TO BE DONE:
Could you output the lines from the one containing "ceiling fan in the" up to and including the one containing "column 554, row 310" as a JSON list of strings, one string per line, leaving out any blank lines?
## BEGIN TASK DATA
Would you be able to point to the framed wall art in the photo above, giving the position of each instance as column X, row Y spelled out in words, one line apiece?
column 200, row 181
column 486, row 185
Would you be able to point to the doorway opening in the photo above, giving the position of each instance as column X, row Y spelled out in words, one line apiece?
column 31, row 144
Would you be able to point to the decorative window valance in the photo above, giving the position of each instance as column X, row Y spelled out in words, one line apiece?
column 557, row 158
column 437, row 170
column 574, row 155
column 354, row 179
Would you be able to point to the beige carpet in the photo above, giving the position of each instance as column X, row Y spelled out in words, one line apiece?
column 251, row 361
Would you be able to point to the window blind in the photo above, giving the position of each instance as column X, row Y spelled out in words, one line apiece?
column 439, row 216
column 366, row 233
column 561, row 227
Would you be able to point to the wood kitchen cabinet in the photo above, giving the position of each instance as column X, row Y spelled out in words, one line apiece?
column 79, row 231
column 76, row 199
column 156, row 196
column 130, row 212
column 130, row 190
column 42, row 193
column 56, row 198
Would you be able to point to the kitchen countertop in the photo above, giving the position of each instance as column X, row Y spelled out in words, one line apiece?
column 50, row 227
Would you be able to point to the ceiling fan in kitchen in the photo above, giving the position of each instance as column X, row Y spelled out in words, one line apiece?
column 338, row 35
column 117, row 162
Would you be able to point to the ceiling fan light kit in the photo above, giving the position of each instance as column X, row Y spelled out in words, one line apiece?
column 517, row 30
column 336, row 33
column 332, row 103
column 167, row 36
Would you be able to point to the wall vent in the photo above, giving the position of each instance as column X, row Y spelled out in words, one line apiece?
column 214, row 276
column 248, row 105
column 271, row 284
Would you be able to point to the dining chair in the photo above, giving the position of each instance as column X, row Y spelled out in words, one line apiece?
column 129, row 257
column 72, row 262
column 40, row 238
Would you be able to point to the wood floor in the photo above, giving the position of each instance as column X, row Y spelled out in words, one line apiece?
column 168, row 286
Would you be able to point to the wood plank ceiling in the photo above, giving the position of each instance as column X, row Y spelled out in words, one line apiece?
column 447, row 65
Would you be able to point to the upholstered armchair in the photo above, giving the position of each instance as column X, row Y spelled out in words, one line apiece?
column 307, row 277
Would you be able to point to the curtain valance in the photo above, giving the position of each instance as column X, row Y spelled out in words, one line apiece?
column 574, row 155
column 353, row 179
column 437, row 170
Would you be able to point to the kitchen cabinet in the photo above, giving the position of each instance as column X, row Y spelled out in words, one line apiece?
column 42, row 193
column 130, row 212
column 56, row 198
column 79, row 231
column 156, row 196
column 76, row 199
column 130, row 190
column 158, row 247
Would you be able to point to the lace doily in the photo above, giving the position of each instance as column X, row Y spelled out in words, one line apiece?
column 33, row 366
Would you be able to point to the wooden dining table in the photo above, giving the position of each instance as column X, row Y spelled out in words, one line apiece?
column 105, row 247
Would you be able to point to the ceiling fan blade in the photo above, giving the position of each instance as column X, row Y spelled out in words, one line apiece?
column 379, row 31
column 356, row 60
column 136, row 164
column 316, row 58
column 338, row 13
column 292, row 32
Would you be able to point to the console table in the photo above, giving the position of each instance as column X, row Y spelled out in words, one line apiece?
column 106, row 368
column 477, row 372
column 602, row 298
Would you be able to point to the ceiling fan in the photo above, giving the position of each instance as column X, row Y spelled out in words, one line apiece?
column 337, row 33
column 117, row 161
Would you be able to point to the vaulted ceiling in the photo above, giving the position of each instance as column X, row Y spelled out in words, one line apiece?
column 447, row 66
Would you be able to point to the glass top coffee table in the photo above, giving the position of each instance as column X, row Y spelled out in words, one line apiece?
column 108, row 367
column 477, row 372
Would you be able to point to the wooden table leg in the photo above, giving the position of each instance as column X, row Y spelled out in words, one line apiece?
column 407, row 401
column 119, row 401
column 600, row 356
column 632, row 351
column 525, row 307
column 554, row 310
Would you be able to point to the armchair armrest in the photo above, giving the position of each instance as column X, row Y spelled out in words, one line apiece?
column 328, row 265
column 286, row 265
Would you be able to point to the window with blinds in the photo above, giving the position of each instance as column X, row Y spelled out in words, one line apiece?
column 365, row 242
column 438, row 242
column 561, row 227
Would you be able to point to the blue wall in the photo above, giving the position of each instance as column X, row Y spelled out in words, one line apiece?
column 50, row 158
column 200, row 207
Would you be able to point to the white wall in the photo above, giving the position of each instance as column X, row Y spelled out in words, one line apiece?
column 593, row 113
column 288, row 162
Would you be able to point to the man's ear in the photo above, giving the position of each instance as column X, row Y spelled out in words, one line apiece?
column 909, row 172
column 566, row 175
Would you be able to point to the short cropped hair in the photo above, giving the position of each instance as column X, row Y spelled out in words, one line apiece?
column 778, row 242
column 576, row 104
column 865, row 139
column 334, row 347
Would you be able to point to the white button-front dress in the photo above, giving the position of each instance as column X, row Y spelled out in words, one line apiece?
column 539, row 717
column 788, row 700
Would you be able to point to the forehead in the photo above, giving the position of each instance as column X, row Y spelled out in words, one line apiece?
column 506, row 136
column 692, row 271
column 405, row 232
## END TASK DATA
OUTPUT FOR THIS EXERCISE:
[
  "Would you be able to point to the ceiling fan in the photo above, giving the position of each instance as column X, row Y spelled out in words, one line apiece?",
  "column 337, row 33",
  "column 117, row 161",
  "Would you be able to point to the vaulted ceiling in the photo above, giving the position of each instance as column X, row Y spelled out in words, one line apiece?",
  "column 447, row 66",
  "Would you be able to point to the glass top coffee table in the photo above, giving the position of each instance as column X, row Y spelled out in words, one line apiece?",
  "column 108, row 367",
  "column 477, row 372",
  "Would you be able to point to the wooden table leg in the photo above, giving the position of each instance as column X, row Y spelled out in words, one line apiece?",
  "column 407, row 401",
  "column 119, row 401",
  "column 600, row 356",
  "column 632, row 351",
  "column 525, row 307",
  "column 554, row 310"
]